### Görev Tanımı:
Aşağıdaki Ratatuy filmi yazısından bir bölümü harfi harfine yazın: "Ratatouille, kabak, patlıcan, domates, taze" sözcüklerinin geçtiği yerden başlayın ve "Ratatuy’u mutlaka görmelisiniz." sözcüklerinden sonra durun.

═══ Sayfa ═══

Bu hafta sinemalarda Ratatouille isimli harikulade güzel, bir o kadar da sevimli bir film oynuyor.
Ratatouille, kabak, patlıcan, domates, taze biber, soğan ve sarmısakla yapılan kolay bir Güney Fransa yemeği. İsmini ’Ratatuy’ olarak Türkçeleştirdikleri film, en büyük arzusu mutfak şefi olmak olan sevimli fare Remy’nin macerasını anlatıyor. Kendisine ilham veren aşçı ise, gelmiş geçmiş en büyük Fransız şefi olan Escoffier’nin sureti. Eğer mutfağa meraklı biriyseniz, benim sizlere sıkça anlattığım Michelin yıldızlı restoran dünyasında hayatın nasıl aktığını merak ediyorsanız ve hepsinden önemlisi mutfak üzerine kurgulanmış olağanüstü keyifli bir film izlemek istiyorsanız, Ratatuy’u mutlaka görmelisiniz.
Şimdi gelelim Ratatuy’a. Film aslında en olmayacak iki unsurun bir araya getirilmesiyle oluşturulmuş: Restoran ve fareler. Hatta buradaki fareler ev faresi değil, kanalizasyon faresi. İngilizce’de ev farelerine ’mouse’, kanalizasyon farelerine (sıçanlara) ’rat’ deniyor. İşte bizim Remy bir ’rat’. Zaten filmin ismi de buradan türemiş: Ratatouille. Farenin yaptığı patlıcan-kabak türlüsü gibi bir anlam taşıyor.

═══ Veri Bölümü ═══

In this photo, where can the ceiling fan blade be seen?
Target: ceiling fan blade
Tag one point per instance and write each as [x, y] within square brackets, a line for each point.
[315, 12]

═══

### Doğru Yanıt:
Ratatouille, kabak, patlıcan, domates, taze biber, soğan ve sarmısakla yapılan kolay bir Güney Fransa yemeği. İsmini ’Ratatuy’ olarak Türkçeleştirdikleri film, en büyük arzusu mutfak şefi olmak olan sevimli fare Remy’nin macerasını anlatıyor. Kendisine ilham veren aşçı ise, gelmiş geçmiş en büyük Fransız şefi olan Escoffier’nin sureti. Eğer mutfağa meraklı biriyseniz, benim sizlere sıkça anlattığım Michelin yıldızlı restoran dünyasında hayatın nasıl aktığını merak ediyorsanız ve hepsinden önemlisi mutfak üzerine kurgulanmış olağanüstü keyifli bir film izlemek istiyorsanız, Ratatuy’u mutlaka görmelisiniz.